Show every line of the records below that contains the word "each", treating uppercase and lowercase letters as different.

** Begin Source material **

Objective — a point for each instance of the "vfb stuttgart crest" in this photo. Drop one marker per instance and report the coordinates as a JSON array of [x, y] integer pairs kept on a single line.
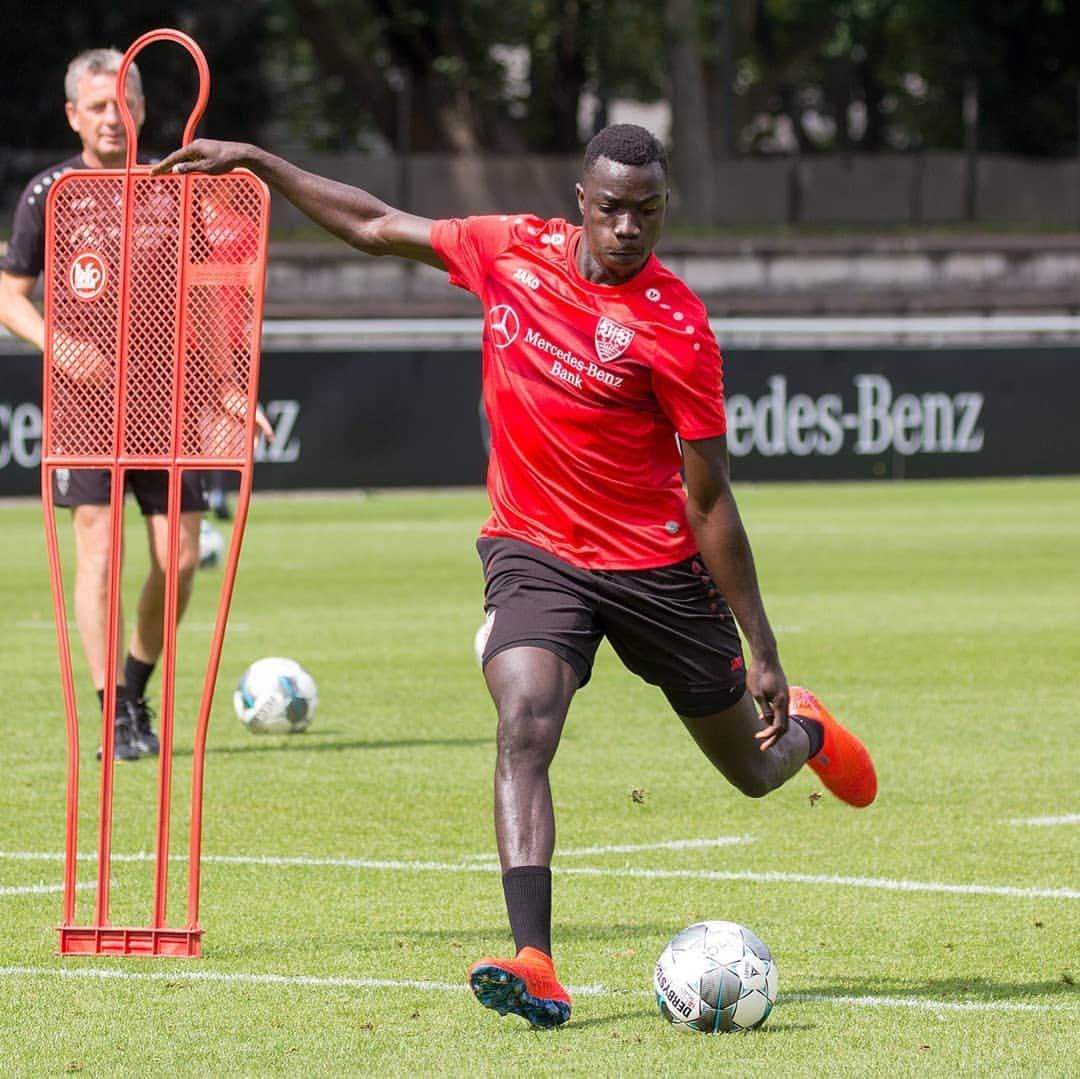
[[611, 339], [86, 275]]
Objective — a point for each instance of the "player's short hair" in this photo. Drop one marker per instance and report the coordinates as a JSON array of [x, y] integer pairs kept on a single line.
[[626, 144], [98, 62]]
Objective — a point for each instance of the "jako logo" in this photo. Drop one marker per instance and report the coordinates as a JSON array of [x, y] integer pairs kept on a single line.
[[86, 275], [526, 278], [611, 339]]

** End Source material **
** Begin Source material **

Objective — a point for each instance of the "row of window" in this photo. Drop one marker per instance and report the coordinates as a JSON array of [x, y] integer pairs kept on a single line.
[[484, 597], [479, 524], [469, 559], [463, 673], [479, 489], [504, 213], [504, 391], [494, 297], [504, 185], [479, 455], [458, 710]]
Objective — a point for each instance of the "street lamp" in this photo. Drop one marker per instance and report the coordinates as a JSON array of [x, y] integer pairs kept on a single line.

** End Source material **

▶ _Right answer_
Objective — a point for each instance of the "vfb stuttgart crest" in this photo. Drop one marker per instance and report the coordinates as a JSON array of [x, y] integer pairs kept on a single line.
Objective — a point for each instance of the "player's short hair" in this photo. Drop one marker per instance and report the coordinates as a JSON array of [x, y] integer pairs kept on a single line.
Objective — a point for each instance of the "jako logo" in this photo. Drop one marker per instance and report the coordinates as a JSON array of [x, y] integer pairs kept on a single line.
Objective — a point for each instance of the "row of window" in this photo. Drop one marker per instance and report the coordinates as a JSON array of [x, y] integer pairs kept on a single line.
Objective — a point for each instance of the "street lamp" in this photo. Drop one marker per instance and report the coordinates as a JSON array of [x, y] integer pairs kept on a single line.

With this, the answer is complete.